━━ Fragmento

¿BUSCAR A DIOS CON SABIDURÍA Y SIN AMOR?
Gustavo Flores Quelopana
Sociedad Peruana de Filosofía
En la presente época de decadencia espiritual, la era
sin Dios se regodea jactanciosamente de su propia sabiduría instrumental hasta
llegar a sentir que la caridad es totalmente prescindible. Recordemos que uno
de los principales dogmas del credo neoliberal global es dejar los servicios
sociales en manos del mercado. Después de cuatro décadas de esta práctica
monstruosa el resultado ha sido el aumento estrepitoso de la desigualdad social
en todo el planeta. Se asumió en cuerpo en cuerpo y alma la principal enseñanza
de Bernard Mandeville en su obra La
fábula de las abejas, a saber, los vicios privados como el egoísmo y la
lujuria hacen la prosperidad pública. En semejante contexto buscar a Dios
resulta de un fariseísmo tal que sólo se condice con una cínica ética de
situación.

━━━━

__Problemas a resolver__.
- a) Según el ensayo sobre la búsqueda de Dios, ¿cuál es la principal enseñanza de Bernard Mandeville en La fábula de las abejas?
- b) Prosigue el ensayo sobre la búsqueda de Dios a partir de su última oración.

━━ Contenido del conjunto

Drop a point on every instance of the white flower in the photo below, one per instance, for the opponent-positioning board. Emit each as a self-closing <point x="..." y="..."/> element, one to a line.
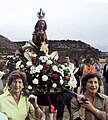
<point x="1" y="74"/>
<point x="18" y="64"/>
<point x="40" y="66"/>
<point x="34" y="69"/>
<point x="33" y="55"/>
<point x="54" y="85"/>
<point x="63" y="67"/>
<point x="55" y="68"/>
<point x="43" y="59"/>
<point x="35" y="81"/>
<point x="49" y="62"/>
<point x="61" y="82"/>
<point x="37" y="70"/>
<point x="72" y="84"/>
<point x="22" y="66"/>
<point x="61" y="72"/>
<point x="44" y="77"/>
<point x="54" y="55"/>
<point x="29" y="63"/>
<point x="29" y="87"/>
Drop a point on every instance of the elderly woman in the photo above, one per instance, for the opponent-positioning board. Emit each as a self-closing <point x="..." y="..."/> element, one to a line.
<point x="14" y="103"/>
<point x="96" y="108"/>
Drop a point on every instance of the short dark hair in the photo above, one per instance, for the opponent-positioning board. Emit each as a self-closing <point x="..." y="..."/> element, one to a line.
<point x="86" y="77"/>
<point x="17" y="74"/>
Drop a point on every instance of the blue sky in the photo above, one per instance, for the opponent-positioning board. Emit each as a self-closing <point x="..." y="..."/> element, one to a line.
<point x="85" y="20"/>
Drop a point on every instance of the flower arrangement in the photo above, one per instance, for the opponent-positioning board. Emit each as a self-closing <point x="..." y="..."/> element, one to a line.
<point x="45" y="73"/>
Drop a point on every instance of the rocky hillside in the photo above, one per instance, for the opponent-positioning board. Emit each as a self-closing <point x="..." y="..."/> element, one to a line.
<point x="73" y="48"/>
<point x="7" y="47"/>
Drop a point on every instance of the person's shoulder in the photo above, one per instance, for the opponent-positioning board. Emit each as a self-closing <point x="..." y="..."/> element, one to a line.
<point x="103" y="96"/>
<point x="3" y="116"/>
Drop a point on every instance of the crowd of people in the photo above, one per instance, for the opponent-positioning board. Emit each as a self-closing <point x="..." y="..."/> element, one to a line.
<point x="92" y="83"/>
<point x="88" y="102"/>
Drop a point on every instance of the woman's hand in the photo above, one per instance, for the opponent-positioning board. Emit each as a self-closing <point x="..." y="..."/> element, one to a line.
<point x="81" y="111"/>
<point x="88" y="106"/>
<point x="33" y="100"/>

━━━━
━━ Contenido del conjunto

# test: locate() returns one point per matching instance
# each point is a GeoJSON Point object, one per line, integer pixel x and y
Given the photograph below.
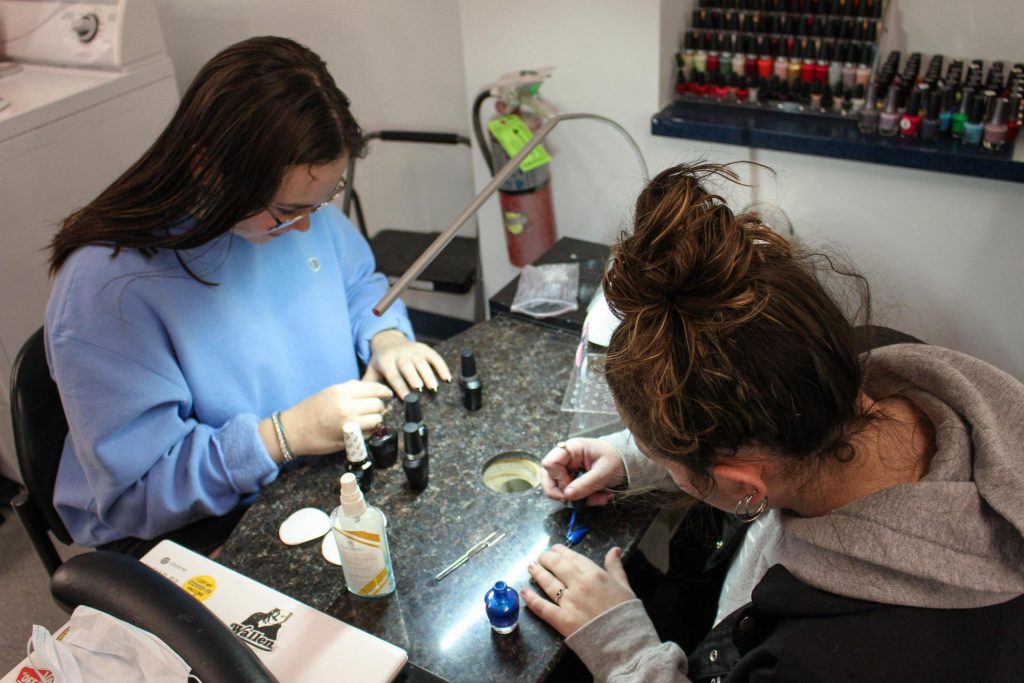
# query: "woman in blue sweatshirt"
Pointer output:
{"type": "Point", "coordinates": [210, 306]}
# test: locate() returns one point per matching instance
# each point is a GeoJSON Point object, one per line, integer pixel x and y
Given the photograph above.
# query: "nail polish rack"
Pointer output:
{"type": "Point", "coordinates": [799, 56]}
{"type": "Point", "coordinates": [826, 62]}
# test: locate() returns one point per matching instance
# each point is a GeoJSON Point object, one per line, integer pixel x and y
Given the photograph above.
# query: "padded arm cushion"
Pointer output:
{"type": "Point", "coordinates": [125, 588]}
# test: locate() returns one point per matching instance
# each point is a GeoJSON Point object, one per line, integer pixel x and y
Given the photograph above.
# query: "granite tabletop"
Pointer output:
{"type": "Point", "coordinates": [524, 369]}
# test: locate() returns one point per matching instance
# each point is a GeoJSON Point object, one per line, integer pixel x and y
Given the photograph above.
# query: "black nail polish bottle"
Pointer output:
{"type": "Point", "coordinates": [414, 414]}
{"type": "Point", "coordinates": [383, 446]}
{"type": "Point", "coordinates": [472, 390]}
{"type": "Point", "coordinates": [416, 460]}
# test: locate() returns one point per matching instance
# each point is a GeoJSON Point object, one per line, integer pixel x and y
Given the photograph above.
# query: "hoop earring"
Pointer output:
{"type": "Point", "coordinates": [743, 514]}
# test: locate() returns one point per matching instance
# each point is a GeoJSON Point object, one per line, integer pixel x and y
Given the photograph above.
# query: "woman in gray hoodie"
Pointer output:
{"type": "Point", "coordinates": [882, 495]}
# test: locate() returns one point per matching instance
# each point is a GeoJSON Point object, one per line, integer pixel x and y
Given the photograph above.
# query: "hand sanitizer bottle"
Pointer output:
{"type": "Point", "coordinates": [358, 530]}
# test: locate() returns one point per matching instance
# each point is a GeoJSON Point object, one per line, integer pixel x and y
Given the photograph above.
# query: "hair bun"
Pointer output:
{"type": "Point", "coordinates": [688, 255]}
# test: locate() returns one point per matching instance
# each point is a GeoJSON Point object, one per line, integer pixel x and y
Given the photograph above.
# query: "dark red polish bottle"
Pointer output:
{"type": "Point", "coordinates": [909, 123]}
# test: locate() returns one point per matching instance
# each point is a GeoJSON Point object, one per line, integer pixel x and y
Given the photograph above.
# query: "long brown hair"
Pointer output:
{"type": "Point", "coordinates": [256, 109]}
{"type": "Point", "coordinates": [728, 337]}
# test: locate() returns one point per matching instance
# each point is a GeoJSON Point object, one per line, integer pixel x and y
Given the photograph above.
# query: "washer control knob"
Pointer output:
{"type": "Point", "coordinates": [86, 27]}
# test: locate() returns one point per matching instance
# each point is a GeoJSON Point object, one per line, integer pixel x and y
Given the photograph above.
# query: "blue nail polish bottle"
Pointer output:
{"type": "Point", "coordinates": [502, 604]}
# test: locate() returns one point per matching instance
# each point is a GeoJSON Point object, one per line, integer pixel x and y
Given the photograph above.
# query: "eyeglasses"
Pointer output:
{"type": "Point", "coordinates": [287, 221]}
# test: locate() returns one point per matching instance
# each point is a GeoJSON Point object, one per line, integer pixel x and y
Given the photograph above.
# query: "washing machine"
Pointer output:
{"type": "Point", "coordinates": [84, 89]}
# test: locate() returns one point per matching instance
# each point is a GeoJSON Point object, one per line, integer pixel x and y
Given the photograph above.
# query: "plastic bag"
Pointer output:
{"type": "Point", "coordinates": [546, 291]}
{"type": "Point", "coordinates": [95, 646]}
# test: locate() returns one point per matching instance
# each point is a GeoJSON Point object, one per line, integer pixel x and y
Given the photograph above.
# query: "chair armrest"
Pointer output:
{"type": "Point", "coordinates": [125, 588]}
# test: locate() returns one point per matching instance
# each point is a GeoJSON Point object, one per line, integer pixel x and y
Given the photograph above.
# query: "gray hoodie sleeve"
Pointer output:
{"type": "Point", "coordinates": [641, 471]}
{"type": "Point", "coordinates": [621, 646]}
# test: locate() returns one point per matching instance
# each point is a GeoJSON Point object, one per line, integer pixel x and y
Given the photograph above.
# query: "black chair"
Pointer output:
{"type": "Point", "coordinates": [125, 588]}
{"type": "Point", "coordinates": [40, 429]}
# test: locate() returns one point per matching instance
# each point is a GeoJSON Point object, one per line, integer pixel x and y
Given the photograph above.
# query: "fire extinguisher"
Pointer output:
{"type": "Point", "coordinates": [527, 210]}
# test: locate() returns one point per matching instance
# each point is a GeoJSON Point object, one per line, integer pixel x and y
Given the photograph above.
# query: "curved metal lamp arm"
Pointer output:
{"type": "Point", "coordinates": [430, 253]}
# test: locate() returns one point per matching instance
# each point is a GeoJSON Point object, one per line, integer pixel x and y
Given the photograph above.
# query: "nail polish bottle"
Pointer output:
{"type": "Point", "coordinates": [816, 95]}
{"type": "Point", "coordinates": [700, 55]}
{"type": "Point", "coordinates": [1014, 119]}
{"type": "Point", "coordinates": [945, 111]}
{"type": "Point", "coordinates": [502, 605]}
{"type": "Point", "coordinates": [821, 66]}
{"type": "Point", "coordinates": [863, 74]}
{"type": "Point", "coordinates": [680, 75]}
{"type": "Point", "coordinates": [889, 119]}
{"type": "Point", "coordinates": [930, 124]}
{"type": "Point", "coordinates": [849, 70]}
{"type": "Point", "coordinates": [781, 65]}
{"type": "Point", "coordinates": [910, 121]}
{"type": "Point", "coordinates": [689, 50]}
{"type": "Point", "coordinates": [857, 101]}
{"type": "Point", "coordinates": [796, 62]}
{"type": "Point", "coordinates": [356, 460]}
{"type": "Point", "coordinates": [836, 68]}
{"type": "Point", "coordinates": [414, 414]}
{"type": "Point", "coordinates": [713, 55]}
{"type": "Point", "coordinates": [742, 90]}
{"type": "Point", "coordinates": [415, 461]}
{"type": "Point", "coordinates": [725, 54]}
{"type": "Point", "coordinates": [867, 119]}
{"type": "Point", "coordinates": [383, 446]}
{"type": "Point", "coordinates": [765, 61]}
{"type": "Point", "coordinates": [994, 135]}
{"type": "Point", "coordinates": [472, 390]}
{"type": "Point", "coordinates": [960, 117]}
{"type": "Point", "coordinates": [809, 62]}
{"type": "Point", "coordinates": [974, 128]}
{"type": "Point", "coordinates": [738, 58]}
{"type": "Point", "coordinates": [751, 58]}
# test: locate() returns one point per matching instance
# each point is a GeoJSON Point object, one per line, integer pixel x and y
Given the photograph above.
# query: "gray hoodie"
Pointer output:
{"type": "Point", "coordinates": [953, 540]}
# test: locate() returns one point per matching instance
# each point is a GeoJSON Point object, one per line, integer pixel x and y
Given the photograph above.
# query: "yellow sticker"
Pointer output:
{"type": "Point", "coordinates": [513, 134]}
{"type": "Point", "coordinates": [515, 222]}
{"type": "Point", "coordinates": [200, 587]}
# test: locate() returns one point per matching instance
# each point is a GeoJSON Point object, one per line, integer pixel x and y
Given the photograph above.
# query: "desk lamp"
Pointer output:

━━━━

__Respuestas esperadas__.
- a) Que los vicios privados, como el egoísmo y la lujuria, hacen la prosperidad pública.

- b)
Pero el mundo occidental no siempre fue así. En el
siglo XII se completó la cristianización de Europa y se dejará escuchar la voz
luminosa de un San Bernardo (1090-1153), un Guillermo de Saint-Thierry (c.
1085-1148), los Victorinos Guillermo de Champeaux y Hugo de San Víctor (m.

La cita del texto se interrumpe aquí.